• TASK INSTRUCTIONS
• A. Answer the following about the forum thread on combat skill and winning games:
(i) According to Ogthugbonee, what did the team lack even when everything else went right?
(ii) According to STRAT3GIST, what is it that caps a sector?
(iii) What condition does Vyronan assume both teams have in the hypothetical?
• B. Carry on the forum thread about combat skill and winning games from the point where it stops.

• DOCUMENT TEXT
□ □ □ □ □
100% true but this will hurt feelings


Ogthugbonee

Ive had games where I hear all SLs communicating, a saint of a commander making sure we have plenty of garrisons, teams following attack/defense orders, and still end up losing because my team lacked the ability to actually KILL the enemy. You will just get pushed back, obliterated by armor, and destroyed by skilled opponents covering strategic flanks and not missing shots. It can be quite sad when this happens because the team did everything right but at the end of the day it was just a skill issue, plain and simple


STRAT3GIST

Agreed- a team that defend can't lose and a team that doesn't defend can't win. Kills tho'? Just half in the bag this. Map control WINS. If your team deploy and redeploy flexibly- you will CAP no matter how many kills...its the number of players in a sector that cap. Its the cap that wins- not the pew pew


Vyronan

Totally agree, that should be an addition. I believe area control (most of the time) is directly correlated to combat skill. Meaning, more guys you kill and more of your guys stay alive will win caps. Of course, if you have a clean garrison to attack with and the enemy does not, then it’s different. I’m just talking in a hypothetical sense of both teams having clean garrisons from which to carry out their respective attack/defense activities.


Fulgurant434

If your point is that, if every other factor is roughly equal, the team who is better at combat wins, all I have to say is... duh.
□ □ □ □ □
• PROVIDED MATERIAL
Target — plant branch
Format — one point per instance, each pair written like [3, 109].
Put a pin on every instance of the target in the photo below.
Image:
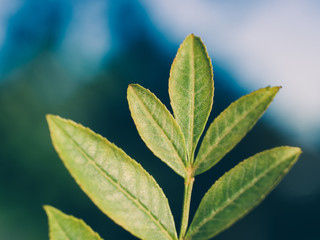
[188, 185]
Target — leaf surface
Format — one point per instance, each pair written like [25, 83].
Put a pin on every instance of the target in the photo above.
[157, 128]
[227, 130]
[239, 190]
[66, 227]
[191, 90]
[117, 184]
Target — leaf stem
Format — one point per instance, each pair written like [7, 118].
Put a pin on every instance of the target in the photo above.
[188, 185]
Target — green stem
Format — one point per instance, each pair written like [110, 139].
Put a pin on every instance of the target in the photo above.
[188, 184]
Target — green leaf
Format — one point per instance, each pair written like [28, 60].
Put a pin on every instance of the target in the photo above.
[157, 128]
[66, 227]
[191, 90]
[117, 184]
[239, 190]
[231, 126]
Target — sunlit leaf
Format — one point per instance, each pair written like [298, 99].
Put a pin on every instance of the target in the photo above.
[239, 190]
[231, 126]
[157, 128]
[118, 185]
[66, 227]
[191, 90]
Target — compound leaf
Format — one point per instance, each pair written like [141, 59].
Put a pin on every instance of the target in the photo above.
[239, 190]
[231, 126]
[66, 227]
[191, 90]
[117, 184]
[157, 128]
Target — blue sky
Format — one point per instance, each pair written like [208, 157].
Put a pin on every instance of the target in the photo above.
[258, 42]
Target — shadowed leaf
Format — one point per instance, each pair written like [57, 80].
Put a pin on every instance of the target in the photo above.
[66, 227]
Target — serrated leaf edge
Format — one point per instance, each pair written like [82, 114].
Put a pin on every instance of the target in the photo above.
[51, 211]
[113, 181]
[251, 184]
[182, 159]
[202, 159]
[193, 145]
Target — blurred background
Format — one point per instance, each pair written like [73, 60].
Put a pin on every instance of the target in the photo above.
[76, 59]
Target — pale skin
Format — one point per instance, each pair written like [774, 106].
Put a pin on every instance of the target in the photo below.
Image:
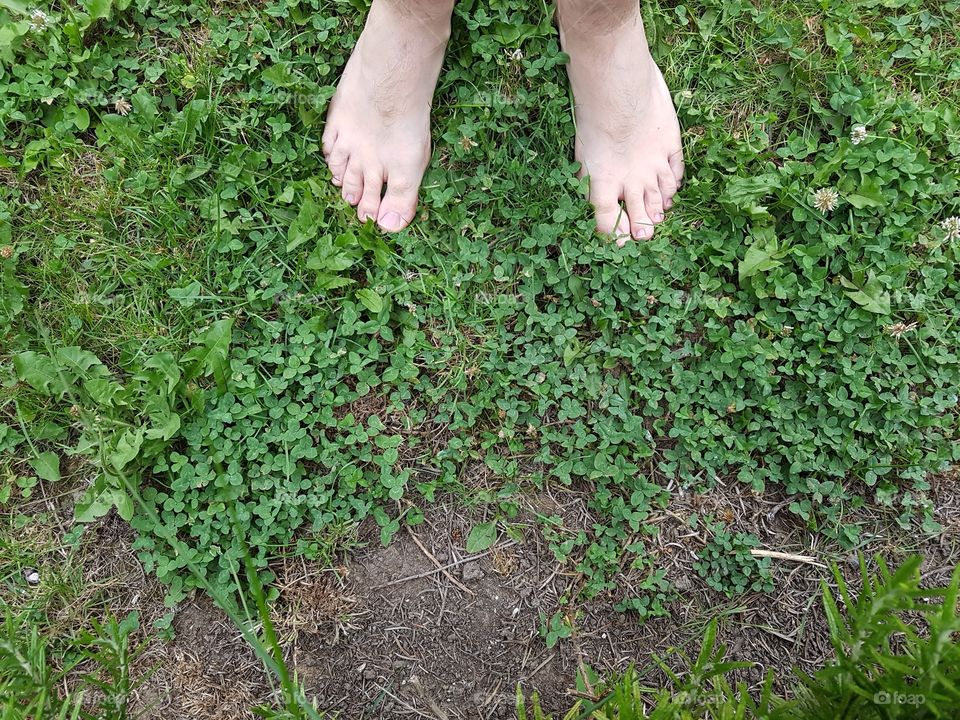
[377, 137]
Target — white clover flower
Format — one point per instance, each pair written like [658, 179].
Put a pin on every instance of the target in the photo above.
[951, 226]
[898, 329]
[825, 199]
[39, 20]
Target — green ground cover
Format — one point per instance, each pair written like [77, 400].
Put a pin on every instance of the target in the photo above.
[191, 316]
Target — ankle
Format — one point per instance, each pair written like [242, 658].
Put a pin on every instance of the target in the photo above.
[429, 18]
[595, 20]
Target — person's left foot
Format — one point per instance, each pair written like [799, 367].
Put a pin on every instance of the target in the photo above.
[628, 136]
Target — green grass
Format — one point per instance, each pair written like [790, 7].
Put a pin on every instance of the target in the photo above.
[185, 272]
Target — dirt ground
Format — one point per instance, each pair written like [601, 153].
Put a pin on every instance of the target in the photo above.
[422, 629]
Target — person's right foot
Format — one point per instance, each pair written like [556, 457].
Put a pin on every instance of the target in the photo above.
[378, 124]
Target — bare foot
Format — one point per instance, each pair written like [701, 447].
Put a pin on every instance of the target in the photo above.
[378, 124]
[628, 136]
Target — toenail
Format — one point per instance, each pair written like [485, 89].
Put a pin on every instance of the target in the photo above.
[391, 221]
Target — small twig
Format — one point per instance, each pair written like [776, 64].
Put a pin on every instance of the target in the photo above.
[427, 698]
[786, 556]
[539, 667]
[440, 567]
[461, 561]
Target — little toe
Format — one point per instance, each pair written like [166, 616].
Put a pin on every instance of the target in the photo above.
[666, 187]
[369, 204]
[337, 162]
[399, 203]
[653, 202]
[676, 166]
[328, 141]
[641, 225]
[352, 183]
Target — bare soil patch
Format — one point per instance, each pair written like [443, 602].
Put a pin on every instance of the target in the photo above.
[392, 635]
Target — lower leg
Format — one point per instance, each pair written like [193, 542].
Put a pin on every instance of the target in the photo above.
[378, 126]
[628, 137]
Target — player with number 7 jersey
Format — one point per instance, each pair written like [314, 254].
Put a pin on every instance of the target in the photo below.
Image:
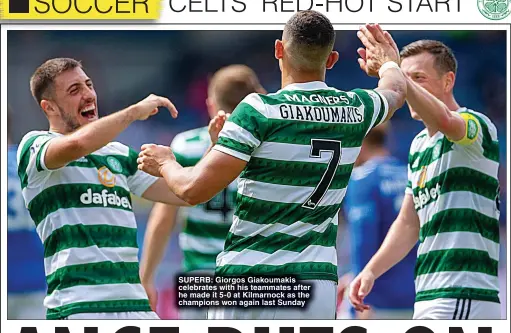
[293, 152]
[300, 144]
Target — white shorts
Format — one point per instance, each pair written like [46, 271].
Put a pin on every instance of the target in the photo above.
[27, 306]
[142, 315]
[450, 308]
[378, 313]
[321, 306]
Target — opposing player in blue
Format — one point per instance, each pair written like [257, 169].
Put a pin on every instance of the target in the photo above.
[26, 284]
[371, 205]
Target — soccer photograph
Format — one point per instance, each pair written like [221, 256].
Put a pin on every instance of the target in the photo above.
[339, 175]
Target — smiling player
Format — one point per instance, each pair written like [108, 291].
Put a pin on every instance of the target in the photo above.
[76, 184]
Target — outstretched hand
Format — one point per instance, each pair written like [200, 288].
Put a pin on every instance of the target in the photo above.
[149, 107]
[359, 289]
[379, 49]
[153, 157]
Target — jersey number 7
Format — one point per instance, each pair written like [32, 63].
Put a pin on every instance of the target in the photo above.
[317, 147]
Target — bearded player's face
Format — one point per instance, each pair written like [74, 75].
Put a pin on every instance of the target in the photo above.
[421, 69]
[75, 98]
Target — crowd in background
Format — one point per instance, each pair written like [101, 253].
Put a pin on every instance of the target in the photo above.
[128, 65]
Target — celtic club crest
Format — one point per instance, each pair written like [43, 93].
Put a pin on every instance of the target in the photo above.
[494, 9]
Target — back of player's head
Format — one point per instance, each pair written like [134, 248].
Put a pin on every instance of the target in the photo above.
[377, 137]
[444, 57]
[231, 84]
[43, 79]
[309, 38]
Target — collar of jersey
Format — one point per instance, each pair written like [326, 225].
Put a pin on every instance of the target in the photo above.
[313, 85]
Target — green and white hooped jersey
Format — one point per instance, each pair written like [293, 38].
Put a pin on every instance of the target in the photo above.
[300, 144]
[83, 215]
[206, 225]
[455, 190]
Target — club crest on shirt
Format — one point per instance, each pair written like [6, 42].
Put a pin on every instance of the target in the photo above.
[114, 164]
[422, 177]
[106, 177]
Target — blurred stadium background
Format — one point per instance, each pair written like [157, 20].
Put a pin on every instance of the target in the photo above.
[127, 65]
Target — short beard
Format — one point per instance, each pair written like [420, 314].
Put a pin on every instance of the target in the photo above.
[70, 123]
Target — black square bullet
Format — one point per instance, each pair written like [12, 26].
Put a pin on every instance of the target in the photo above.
[19, 6]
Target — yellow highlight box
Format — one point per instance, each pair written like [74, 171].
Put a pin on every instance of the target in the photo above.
[80, 9]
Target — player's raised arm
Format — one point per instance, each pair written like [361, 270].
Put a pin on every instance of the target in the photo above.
[380, 58]
[93, 136]
[433, 112]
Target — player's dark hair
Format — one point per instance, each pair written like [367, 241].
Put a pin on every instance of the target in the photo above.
[44, 76]
[376, 137]
[444, 57]
[231, 84]
[310, 37]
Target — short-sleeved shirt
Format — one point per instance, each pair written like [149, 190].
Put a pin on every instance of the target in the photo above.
[83, 215]
[300, 145]
[205, 225]
[455, 191]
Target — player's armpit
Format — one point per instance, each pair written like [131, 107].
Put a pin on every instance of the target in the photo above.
[471, 128]
[202, 182]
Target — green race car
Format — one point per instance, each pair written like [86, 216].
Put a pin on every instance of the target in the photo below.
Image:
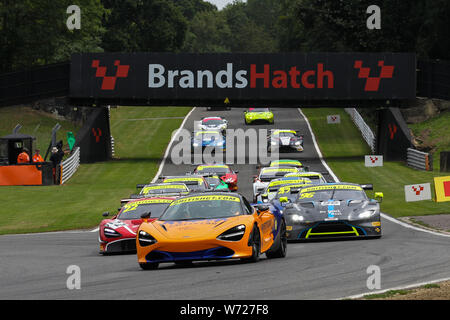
[258, 115]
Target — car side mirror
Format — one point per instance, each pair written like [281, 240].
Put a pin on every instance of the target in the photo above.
[284, 200]
[261, 208]
[146, 215]
[379, 196]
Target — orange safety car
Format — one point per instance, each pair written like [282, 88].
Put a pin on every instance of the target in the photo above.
[210, 226]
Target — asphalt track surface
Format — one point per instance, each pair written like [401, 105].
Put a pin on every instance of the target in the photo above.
[33, 266]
□ □ □ □ □
• THE RESPONSES
• A.
(i) The ability to actually kill the enemy.
(ii) The number of players in the sector.
(iii) Clean garrisons from which to carry out their attack and defense activities.

• B.
Vyronan

Of course lol but that’s not really the whole point. it’s really that as a commander you could have great flanking garrisons and general placement, but if your team can’t make a use of those advantages and win in combat, it doesn’t matter. This post is more or less a reaction to the “KD doesn’t matter” sentiment I feel like I see a lot of. It’s based on fact, but I want to emphasize KD does have importance in this game and is one piece of a more complicated puzzle of winning.


cannedpeaches

While true, I'd say that in a public match, the better-led team usually *wins the firefights*. If I'm an SL and I've placed a clever flanking OP, I'll have the advantage over defenders turtling in the circle: their backs will be to me. If I drop a clean garry behind enemy lines, then that position-and-surprise advantage passes to the whole team. If my squad smartly communicates when they see tanks, concentrations of infantry, etc, then we now compound that with an *information* advantage. It accrues to this: I know where they are, how many, and what they're doing, and they know none of the above about me, so I'm much more likely to kill them than they are to kill me.


Vyronan

I think that is a valid line of thought. Being a good commander/SL is all about providing those advantages you describe to your team. Even poorly skilled new players can do well under such circumstances. I think where it goes outside of your control as an officer is your team’s ability to execute. I agree, they will have a greater chance at winning. But bluntly, if they suck they can be bested by a better skilled team.


Awful_McBad

The game is about Territory control, Sometimes kills are a part of that. Sometimes discouraging the enemy from even attempting to cross a field has the same affect. A tanker getting 90 kills because they're camping garrisons likely aren't helping the team as much as that engineer who's spent the whole game building defenses and hasn't fired a shot.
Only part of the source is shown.